### WHAT TO PRODUCE
Turn the rows below into a numbered list, one line per item, leaving out the blank lines.

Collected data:
....
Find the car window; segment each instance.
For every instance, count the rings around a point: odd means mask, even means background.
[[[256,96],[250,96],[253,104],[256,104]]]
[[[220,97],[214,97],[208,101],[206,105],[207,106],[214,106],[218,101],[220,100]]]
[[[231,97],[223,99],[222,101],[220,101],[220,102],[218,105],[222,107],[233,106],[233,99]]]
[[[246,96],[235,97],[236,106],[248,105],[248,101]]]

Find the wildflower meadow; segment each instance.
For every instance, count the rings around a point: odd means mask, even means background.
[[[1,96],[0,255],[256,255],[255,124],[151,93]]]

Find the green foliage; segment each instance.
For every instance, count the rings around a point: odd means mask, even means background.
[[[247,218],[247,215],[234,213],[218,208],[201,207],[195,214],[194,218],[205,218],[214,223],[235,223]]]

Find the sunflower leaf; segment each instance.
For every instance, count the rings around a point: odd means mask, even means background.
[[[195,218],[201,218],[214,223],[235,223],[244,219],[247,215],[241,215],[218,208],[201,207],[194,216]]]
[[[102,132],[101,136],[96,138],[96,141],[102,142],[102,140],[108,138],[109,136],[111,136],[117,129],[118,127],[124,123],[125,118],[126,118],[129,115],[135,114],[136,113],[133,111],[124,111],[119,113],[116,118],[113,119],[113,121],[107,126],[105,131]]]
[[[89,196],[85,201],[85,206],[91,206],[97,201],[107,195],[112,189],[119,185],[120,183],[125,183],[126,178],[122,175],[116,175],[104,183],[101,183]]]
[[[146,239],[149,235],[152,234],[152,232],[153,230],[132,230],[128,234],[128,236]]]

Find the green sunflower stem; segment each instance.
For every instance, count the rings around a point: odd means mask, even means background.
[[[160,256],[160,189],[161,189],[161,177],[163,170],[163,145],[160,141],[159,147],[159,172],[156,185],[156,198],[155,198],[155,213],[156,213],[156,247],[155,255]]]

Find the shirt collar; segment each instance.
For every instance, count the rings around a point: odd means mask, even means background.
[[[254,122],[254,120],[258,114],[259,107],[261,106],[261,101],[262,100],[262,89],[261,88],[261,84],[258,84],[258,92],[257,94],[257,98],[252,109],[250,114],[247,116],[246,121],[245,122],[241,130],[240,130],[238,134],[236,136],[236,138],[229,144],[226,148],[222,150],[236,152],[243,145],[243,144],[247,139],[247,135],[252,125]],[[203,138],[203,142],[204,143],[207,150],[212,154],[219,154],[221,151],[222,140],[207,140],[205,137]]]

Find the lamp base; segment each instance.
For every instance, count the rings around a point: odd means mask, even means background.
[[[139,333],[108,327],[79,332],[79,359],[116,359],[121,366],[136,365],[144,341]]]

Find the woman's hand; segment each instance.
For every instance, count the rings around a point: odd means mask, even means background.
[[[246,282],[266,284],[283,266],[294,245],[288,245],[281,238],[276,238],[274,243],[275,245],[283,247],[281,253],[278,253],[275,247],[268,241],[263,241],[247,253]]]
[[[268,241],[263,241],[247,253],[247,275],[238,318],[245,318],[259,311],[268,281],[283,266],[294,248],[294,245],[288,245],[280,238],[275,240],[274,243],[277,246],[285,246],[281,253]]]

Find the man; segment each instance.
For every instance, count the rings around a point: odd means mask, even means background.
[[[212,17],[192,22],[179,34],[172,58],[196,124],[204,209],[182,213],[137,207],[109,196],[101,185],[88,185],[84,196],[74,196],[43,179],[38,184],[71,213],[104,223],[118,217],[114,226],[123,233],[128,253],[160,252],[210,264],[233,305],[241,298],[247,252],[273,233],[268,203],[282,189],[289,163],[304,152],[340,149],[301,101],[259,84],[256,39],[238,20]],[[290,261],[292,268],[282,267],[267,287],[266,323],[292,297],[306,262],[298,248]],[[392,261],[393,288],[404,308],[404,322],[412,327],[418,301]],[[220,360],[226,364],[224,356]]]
....
### THE ANSWER
1. Find the car window; segment each instance.
2. For every instance, count the rings around a point: odd means mask, even means background.
3. [[[256,96],[250,96],[253,104],[256,104]]]
4. [[[220,97],[214,97],[208,101],[206,105],[207,106],[214,106],[218,101],[220,100]]]
5. [[[231,97],[223,99],[222,101],[220,101],[220,102],[218,105],[222,107],[233,106],[233,99]]]
6. [[[246,96],[235,97],[236,106],[248,105],[248,101]]]
7. Find the wildflower meadow; segment each instance.
8. For every instance, count the rings around a point: odd means mask, even means background.
9. [[[1,96],[0,255],[256,255],[255,124],[151,93]]]
10. Find the green foliage; segment each instance.
11. For every instance, count the rings around a point: odd means mask, even means background.
12. [[[247,218],[247,215],[234,213],[218,208],[201,207],[195,214],[194,218],[205,218],[214,223],[235,223]]]
13. Find the sunflower leaf; segment each instance.
14. For every instance, count the rings around a point: odd means mask, even means background.
15. [[[195,218],[201,218],[214,223],[235,223],[244,219],[247,215],[241,215],[218,208],[201,207],[194,216]]]
16. [[[102,132],[101,136],[96,138],[96,141],[102,142],[102,140],[108,138],[109,136],[111,136],[117,129],[118,127],[124,123],[125,118],[126,118],[129,115],[135,114],[136,113],[133,111],[124,111],[119,113],[116,118],[113,119],[113,121],[107,126],[105,131]]]
17. [[[89,196],[85,201],[85,206],[91,206],[97,201],[107,195],[112,189],[119,185],[120,183],[125,183],[126,178],[122,175],[116,175],[104,183],[101,183]]]
18. [[[146,239],[149,235],[152,234],[152,232],[153,230],[132,230],[128,234],[128,236]]]
19. Find the green sunflower stem; segment each instance.
20. For every instance, count the rings around a point: odd means mask, even means background.
21. [[[160,256],[160,189],[161,189],[161,177],[163,170],[163,145],[160,141],[159,147],[159,172],[156,185],[156,198],[155,198],[155,213],[156,213],[156,247],[155,255]]]
22. Find the shirt collar; segment each instance.
23. For every instance, count the rings around a point: odd means mask, even means background.
24. [[[254,122],[254,120],[258,114],[259,107],[261,106],[261,101],[262,100],[262,89],[261,88],[261,84],[258,84],[258,92],[257,94],[257,98],[252,109],[250,114],[247,116],[246,121],[245,122],[241,130],[240,130],[238,134],[236,136],[236,138],[229,144],[226,148],[222,150],[236,152],[243,145],[243,144],[247,139],[247,135],[252,125]],[[203,138],[203,142],[204,143],[207,150],[212,154],[219,154],[221,151],[222,140],[207,140],[205,137]]]
25. Find the lamp base; segment each instance.
26. For every instance, count the rings around a point: odd means mask, even means background.
27. [[[139,333],[108,327],[79,332],[79,359],[116,359],[121,366],[136,365],[144,341]]]
28. Find the woman's hand; segment each instance.
29. For every instance, count the rings around a point: odd means mask, even means background.
30. [[[246,282],[266,284],[283,266],[294,245],[288,245],[281,238],[276,238],[274,243],[275,245],[283,247],[281,253],[278,253],[275,247],[268,241],[263,241],[247,253]]]
31. [[[268,241],[263,241],[247,253],[247,275],[238,318],[245,318],[259,311],[268,281],[283,266],[294,248],[294,245],[288,245],[280,238],[275,240],[274,243],[277,246],[285,246],[281,253]]]
32. Find the man; segment each instance.
33. For every instance, count the rings around a point: odd means mask, even means background.
34. [[[212,17],[192,22],[179,34],[172,58],[196,124],[204,209],[182,213],[137,207],[109,196],[101,185],[88,185],[84,196],[74,196],[43,179],[38,184],[71,213],[104,223],[118,217],[114,226],[123,233],[128,253],[160,252],[210,264],[233,305],[241,298],[247,252],[273,233],[268,203],[282,189],[289,163],[304,152],[340,149],[301,101],[259,84],[256,39],[238,20]],[[290,261],[292,268],[282,267],[267,287],[266,323],[292,297],[306,262],[298,248]],[[392,261],[393,288],[404,308],[404,322],[412,327],[418,301]],[[220,360],[226,364],[224,356]]]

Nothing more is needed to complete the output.